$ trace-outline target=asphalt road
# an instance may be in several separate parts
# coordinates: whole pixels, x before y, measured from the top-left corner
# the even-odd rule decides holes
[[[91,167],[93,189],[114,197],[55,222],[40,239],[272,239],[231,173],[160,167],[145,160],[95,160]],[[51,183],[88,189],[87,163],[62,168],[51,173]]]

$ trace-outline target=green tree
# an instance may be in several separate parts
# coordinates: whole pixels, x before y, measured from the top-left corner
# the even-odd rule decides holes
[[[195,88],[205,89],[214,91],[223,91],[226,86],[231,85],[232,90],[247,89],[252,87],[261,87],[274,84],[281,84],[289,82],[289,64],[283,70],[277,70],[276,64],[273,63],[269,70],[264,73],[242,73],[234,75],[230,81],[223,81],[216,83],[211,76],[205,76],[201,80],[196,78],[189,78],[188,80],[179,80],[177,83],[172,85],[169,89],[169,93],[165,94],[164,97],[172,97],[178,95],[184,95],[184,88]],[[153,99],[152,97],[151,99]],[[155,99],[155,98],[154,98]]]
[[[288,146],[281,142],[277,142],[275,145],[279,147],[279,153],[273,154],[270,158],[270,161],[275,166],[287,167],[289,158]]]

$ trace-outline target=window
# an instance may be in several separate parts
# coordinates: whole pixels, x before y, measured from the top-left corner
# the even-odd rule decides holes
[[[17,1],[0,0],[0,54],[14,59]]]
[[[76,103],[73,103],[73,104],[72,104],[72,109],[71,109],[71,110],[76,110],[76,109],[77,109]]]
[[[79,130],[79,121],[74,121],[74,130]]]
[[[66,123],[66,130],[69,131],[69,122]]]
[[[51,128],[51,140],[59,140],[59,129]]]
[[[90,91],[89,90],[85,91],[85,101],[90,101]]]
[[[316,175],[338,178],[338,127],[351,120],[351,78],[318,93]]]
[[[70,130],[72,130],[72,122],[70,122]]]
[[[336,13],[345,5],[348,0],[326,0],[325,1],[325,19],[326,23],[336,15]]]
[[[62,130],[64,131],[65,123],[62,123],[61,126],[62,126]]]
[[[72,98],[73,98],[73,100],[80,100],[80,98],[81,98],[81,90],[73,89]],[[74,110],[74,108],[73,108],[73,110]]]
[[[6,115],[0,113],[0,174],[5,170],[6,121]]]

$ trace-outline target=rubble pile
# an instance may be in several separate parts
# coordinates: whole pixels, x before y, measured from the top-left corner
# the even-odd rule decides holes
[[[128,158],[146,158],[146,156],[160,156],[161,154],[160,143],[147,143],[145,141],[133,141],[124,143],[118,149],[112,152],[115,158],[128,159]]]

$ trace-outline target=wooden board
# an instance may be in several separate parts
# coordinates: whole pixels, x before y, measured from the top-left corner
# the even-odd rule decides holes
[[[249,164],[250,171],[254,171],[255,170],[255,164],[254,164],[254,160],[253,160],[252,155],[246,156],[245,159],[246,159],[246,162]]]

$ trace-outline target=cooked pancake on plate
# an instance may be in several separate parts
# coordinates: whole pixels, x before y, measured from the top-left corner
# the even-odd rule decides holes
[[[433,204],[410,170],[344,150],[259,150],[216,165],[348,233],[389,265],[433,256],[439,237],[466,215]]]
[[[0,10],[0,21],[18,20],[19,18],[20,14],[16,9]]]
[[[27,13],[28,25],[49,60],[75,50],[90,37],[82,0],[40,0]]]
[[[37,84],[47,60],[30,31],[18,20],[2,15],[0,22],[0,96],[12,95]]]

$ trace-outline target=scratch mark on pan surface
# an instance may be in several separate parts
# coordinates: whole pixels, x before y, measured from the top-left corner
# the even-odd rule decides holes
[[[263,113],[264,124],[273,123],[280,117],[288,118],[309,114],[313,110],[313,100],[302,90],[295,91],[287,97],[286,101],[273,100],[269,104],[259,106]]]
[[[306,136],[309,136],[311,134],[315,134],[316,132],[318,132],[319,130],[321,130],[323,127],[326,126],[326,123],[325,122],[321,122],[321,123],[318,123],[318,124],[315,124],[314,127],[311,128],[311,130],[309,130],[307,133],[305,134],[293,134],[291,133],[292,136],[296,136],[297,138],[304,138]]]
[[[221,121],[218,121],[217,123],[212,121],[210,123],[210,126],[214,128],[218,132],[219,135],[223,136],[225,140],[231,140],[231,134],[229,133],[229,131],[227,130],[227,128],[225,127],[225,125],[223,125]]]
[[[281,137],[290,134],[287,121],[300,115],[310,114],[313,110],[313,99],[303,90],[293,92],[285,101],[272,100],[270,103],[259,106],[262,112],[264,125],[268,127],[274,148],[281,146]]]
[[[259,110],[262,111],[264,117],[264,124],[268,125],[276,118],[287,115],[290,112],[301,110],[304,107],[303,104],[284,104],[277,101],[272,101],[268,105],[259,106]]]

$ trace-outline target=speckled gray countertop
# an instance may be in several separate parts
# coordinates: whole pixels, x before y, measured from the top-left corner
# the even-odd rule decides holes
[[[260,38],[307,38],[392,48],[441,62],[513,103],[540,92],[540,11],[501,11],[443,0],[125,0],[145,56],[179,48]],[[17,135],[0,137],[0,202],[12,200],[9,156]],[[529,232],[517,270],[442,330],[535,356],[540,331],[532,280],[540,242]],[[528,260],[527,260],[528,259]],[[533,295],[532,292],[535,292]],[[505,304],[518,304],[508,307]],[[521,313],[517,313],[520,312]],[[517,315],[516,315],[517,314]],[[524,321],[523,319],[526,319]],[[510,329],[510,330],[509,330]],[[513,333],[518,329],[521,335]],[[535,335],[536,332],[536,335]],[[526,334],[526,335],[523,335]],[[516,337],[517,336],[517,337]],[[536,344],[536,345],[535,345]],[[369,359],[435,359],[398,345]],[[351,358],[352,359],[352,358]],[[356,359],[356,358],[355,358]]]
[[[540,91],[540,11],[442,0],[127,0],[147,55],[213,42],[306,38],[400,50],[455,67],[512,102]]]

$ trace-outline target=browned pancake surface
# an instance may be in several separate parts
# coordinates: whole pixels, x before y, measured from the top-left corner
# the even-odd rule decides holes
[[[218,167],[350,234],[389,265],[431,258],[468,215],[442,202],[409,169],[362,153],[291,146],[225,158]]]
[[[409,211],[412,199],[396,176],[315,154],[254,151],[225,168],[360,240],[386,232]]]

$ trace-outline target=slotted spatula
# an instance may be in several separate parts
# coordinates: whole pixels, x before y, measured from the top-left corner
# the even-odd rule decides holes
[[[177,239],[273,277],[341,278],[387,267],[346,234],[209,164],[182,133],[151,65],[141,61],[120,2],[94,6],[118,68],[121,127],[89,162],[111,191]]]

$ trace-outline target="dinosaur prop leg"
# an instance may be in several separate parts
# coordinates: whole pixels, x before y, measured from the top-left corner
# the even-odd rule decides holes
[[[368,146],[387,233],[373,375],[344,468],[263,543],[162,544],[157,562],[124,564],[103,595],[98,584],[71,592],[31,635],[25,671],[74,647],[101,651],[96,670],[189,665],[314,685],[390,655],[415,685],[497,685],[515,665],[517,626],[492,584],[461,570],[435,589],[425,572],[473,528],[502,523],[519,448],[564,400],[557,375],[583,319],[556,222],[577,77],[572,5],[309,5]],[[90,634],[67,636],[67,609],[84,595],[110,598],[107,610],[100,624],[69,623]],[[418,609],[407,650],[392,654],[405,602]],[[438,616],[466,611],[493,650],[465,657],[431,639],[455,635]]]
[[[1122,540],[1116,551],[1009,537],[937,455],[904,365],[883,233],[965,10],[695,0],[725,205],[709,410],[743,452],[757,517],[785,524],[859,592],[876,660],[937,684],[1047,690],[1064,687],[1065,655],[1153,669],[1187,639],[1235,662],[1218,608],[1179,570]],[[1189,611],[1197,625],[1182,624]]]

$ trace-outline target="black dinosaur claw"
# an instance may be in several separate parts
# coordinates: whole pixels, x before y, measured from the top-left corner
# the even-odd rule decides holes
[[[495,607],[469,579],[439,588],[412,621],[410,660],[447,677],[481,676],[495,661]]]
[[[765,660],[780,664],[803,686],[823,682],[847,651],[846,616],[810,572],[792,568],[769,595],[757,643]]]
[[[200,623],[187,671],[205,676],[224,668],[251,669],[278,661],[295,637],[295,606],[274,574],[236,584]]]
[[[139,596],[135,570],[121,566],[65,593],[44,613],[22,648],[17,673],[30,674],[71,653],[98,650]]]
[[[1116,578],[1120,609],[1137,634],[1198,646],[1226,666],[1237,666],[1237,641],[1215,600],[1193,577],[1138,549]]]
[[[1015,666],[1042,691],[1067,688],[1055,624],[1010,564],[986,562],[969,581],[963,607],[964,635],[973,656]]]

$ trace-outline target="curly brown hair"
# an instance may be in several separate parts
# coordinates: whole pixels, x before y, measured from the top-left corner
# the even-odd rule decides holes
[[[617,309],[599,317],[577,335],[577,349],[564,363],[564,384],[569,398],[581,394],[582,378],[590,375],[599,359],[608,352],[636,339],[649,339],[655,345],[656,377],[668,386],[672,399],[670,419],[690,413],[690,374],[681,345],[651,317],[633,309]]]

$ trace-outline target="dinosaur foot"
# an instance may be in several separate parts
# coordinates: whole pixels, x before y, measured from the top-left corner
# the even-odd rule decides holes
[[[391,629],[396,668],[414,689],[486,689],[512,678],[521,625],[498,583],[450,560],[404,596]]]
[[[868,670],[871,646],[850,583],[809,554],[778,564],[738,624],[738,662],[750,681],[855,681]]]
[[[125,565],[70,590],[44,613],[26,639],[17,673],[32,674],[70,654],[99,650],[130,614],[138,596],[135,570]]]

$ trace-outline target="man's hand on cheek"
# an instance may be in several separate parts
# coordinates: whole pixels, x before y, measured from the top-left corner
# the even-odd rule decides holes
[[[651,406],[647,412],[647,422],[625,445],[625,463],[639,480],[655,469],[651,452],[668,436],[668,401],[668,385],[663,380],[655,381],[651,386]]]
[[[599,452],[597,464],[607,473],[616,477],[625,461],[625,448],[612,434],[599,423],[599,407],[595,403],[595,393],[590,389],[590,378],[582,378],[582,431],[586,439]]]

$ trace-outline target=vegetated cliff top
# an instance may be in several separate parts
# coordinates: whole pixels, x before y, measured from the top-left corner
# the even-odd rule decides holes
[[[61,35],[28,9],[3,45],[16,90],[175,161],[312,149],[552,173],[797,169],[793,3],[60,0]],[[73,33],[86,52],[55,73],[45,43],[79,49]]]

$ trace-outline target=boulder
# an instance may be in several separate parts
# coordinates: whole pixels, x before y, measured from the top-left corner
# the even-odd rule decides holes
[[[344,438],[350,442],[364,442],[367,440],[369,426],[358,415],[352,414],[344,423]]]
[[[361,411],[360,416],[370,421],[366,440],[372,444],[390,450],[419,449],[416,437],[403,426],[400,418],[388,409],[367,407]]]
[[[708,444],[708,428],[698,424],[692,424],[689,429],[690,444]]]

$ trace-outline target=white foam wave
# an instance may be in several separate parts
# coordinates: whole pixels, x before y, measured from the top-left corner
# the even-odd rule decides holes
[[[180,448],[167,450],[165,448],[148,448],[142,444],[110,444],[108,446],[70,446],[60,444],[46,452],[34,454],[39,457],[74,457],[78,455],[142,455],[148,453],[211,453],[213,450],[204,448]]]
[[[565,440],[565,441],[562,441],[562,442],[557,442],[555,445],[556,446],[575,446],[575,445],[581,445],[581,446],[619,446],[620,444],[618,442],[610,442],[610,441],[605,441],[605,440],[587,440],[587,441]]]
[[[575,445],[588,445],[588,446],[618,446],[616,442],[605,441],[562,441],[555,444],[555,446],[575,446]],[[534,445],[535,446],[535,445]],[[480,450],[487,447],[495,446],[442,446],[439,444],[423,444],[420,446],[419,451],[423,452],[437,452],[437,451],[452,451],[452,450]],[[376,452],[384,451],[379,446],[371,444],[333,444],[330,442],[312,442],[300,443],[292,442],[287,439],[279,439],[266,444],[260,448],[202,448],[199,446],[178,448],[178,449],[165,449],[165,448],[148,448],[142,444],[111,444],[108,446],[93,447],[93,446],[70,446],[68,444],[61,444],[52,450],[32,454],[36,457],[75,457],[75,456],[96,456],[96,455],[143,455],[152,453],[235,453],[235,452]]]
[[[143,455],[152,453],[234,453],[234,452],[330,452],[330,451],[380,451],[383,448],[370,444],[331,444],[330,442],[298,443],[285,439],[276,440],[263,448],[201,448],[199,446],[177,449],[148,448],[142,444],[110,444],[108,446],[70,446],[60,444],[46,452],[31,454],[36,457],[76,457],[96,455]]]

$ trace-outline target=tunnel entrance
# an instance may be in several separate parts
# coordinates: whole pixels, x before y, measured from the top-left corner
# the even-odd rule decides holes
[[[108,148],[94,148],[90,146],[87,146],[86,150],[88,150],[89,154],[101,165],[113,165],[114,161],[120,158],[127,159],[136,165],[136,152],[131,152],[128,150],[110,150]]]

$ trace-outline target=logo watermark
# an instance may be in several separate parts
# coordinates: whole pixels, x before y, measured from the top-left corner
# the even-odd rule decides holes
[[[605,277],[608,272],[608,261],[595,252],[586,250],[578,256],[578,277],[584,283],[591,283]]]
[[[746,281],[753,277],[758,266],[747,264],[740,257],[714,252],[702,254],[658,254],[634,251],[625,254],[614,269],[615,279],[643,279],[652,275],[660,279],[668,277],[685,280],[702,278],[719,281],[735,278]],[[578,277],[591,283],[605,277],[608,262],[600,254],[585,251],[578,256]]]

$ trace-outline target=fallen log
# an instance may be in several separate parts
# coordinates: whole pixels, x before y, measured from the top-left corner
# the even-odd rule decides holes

PROBLEM TO WORK ON:
Each line from the start of the records through the line holding "trace-outline target=green tree" must be returned exactly; nothing else belongs in the answer.

ANSWER TO THIS EXERCISE:
$ trace-outline target=asphalt road
# an instance may be in several separate parts
# coordinates: whole pixels, x before y, measured from the top-left corner
# the even-odd rule decides holes
[[[91,167],[93,189],[114,197],[55,222],[40,239],[272,239],[231,173],[160,167],[145,160],[95,160]],[[51,183],[88,189],[87,163],[62,168],[51,173]]]

$ trace-outline target=green tree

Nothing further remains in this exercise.